And then I told them that some people didn’t have any children at all.  “And then they cried?” Adam gravely asks, remembering the story I’ve told them many times about how mommy was really sad before they were born because she had no children and she used to cry but then luckily the doctor put two babies in her tummy and then she was so happy. 

Like Rosie, I told them. Rosie doesn’t have children yet, but she doesn’t cry. “Yes she does has children!” Adam rebukes. But who are her children I ask? “Adam and Kate are her children” he informs me.  I smiled. Yes my boy, you are right, Adam and Kate are her children too.

Families come in all different shapes and sizes, and we are very lucky to have each other. As we pulled into the driveway I told them that we are all family, and we love each other very much. Yes, they agreed, we certainly do. Precious moments. I'm a very lucky gal to have my beautiful happy family. 

The forces; they are against me

My sister’s youngest (the child formerly known as Fifi) is 7 months older than my two and when my two were little, she would send me a message every now and then saying something like ‘6 months is the BEST stage ever’. This went on every few months until about 18 months when she sent me a text messages saying “18 months is NOT the best stage ever”. I laughed nervously because she has been pretty spot on up until then. She was right about 18 months. She also told me that 3 is worse than 2. She was right about that as well.

My kids are being VERY, VERY annoying. Asshole’ish behaviour in the extreme. They clearly get that from their father. They don’t listen, they know better than me about everything and the two of them together are like a bloody tornado. Hard work.

This morning I sent her a text message saying “3.5 years is definitely NOT the best stage ever”.
☆ ☆ ☆
■ Set of tasks ■
(a) Please condense the paragraph of the parenting blog post that begins "My sister's youngest" into a short bulleted list that keeps its main facts.
(b) Continue the parenting blog post from its final sentence, about the text message on 3.5 years, in the same voice.
The listing comes from a separate source.
☆ ☆ ☆
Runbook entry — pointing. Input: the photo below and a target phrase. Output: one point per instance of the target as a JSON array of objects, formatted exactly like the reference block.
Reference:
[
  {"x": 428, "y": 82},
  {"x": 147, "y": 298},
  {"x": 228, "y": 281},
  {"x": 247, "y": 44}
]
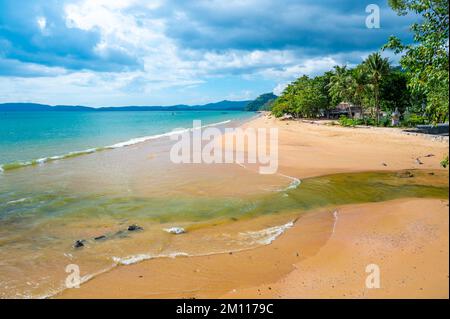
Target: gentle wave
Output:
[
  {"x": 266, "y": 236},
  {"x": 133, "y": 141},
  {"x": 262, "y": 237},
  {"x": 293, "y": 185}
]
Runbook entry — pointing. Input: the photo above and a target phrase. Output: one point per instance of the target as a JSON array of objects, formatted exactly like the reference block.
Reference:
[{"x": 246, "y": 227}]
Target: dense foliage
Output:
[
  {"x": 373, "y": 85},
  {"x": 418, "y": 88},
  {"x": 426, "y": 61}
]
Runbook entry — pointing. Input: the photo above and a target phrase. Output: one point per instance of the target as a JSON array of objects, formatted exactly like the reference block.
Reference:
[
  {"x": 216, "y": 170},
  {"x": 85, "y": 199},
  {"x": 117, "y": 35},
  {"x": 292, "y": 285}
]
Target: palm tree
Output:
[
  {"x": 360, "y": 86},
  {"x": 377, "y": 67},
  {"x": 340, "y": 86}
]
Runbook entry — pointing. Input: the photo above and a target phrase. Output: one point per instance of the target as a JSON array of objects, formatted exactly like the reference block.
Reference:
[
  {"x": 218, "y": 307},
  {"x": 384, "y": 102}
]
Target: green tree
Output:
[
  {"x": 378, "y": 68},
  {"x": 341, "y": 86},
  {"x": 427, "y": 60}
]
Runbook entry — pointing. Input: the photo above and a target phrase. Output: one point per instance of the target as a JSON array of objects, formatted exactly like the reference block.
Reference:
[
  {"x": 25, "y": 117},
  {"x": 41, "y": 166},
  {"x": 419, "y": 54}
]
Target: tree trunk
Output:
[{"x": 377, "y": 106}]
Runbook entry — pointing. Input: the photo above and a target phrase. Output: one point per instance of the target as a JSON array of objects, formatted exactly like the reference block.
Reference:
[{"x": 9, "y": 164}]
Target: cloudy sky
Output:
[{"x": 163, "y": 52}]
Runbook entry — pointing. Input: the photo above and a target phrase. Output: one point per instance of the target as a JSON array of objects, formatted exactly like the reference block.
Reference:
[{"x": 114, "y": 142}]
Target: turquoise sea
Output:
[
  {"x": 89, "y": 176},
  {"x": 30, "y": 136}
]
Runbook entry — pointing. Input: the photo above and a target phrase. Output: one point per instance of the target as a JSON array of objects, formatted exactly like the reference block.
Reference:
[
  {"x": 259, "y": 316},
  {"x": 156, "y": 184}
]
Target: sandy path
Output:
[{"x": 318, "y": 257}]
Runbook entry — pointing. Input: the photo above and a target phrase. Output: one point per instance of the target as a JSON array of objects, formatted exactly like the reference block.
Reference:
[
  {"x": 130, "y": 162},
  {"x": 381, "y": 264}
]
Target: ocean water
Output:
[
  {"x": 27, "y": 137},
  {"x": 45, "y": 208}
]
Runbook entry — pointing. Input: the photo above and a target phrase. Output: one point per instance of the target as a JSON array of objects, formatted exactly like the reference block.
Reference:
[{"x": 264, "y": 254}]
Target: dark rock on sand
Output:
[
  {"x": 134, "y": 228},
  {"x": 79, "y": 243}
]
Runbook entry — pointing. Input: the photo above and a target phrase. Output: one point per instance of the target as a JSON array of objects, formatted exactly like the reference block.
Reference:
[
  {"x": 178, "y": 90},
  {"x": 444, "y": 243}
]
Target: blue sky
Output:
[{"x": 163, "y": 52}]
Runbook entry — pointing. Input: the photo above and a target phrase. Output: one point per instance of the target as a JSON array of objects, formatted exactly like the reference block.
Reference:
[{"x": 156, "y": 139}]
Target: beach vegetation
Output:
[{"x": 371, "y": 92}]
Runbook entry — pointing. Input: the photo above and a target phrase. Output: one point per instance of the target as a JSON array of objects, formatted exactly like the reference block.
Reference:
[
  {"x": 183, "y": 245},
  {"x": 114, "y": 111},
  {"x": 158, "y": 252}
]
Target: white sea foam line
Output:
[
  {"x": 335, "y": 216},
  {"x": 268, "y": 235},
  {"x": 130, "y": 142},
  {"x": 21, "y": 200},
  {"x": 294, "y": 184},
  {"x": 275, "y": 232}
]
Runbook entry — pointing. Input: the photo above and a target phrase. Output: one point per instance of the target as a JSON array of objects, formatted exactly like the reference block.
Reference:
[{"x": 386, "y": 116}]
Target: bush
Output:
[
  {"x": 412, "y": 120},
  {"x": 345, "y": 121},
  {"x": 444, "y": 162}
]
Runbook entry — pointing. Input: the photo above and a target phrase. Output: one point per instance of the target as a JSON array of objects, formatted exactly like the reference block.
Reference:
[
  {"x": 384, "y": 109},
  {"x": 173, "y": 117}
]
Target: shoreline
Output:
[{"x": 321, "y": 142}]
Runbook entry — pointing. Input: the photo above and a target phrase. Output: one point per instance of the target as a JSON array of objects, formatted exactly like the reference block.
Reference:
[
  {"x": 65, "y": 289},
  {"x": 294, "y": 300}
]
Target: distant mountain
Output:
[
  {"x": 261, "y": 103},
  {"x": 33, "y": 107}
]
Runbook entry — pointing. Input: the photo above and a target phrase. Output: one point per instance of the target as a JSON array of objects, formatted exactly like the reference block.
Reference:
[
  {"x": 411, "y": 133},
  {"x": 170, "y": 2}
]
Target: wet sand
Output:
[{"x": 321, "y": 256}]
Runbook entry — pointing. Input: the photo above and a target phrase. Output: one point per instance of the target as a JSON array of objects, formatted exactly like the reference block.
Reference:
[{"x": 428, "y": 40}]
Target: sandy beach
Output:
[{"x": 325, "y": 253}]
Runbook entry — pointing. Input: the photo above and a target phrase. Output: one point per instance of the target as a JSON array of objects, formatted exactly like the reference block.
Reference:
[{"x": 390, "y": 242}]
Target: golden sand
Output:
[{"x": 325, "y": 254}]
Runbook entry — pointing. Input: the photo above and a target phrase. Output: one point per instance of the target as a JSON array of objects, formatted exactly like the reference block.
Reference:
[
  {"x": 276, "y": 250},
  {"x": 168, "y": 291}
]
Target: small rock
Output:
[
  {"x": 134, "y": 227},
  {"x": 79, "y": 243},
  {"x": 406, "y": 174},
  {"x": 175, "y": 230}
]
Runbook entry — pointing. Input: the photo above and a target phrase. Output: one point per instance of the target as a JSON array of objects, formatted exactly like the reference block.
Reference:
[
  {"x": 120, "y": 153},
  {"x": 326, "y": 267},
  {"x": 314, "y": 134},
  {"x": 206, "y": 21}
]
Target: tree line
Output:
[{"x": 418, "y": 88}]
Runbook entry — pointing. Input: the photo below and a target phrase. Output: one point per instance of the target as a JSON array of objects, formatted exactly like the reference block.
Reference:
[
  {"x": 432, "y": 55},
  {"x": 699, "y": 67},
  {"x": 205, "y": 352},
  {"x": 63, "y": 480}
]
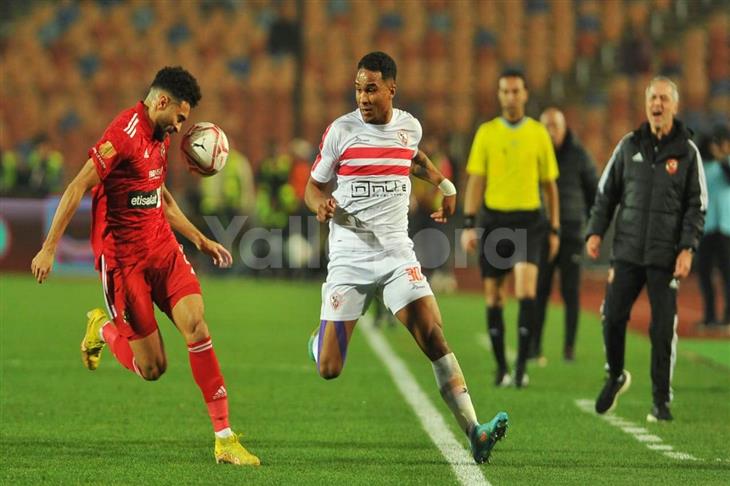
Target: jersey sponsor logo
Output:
☆ ☆ ☆
■ Responses by task ■
(a)
- The sister's youngest child (formerly known as Fifi) is 7 months older than the author's two children.
- When the author's two were little, the sister sent occasional messages such as "6 months is the BEST stage ever," repeating this every few months.
- At about 18 months, she texted that "18 months is NOT the best stage ever."
- The author laughed nervously, since the sister had been right so far, and she was right about 18 months too.
- She also said 3 is worse than 2, and she was right about that as well.

(b)
After I sent the message, I put the phone down on the bed and went to have a shower. After I had washed my bits and put my false teeth in, I went back into my room and took the phone away from Kate, reminding her once again that MOMMY’S PHONE IS NOT A TOY! 

Pick up phone, notice strange instruction on screen.

“Please enter your new PIN”

Pardon? You must be mistaken. Enter the old PIN, the one I’ve had for FOURTEEN YEARS.

“ERROR. Please enter your new PIN”

Stupid phone. Enter old PIN.

“Too many incorrect attempts. Your SIM card has been blocked. Please contact your provider to unblock your phone”

KATE!

In the meantime, while my phone is temporarily disabled because my 3 year old had allocated a new PIN, the fraud division of my credit card company was desperately trying to get hold of me to confirm whether I had indeed just spent 7,000 bucks at an electronics store 2000 kms away from where I live. 

Some underhand lily-livered delinquent had ‘skimmed’ my credit card (I KNOW WHO YOU ARE, YOU LITTLE FUCKER!) and had used a ‘skimmed’ copy of my credit card to spend 7,000 bucks that morning. Thank goodness my bank is on the ball, but it is a huge inconvenience to me. My card has been cancelled and I have to wait five (5) working days to get a new one. I had to buy electricity online today (we have a prepaid electricity meter) and of course, no credit card! 

Of course, I have a theory who did it. It must have happened when I was in Johannesburg last week. And I think I know which slimy bastard did it. I told the bank my theory and they were markedly disinterested in my sleuthing skills. “Yes Mrs Albertyn, we will note that on your file”. Note that on my file???? Why aren’t you dashing out to arrest the bastard WHO STOLE MY MONEY! Ok, not my money as I will get it back, but he STOLE!  What is this world coming to! The culprit should be taken outside and shot at dawn!

The most annoying thing of all is that Marko can now say “I told you so”. Where as I take the ‘most people are trustworthy and divine’ approach to life, Marko takes the ‘everybody is out to get us and you should never, ever trust anyone’ approach. He breaks out into a cold sweat if he has to buy anything online and has been known to triple encrypt various bits of random information. Whereas I hand out my details with gay abandon at every opportunity. And this is how my trust is rewarded!!! This whole business is most annoying. 

And now, I really must go. I’d like to have ended on a wittier note but I am exhausted after my fun filled day and I have to be up early for my podiatrist appointment. Good night all. May the force be with you.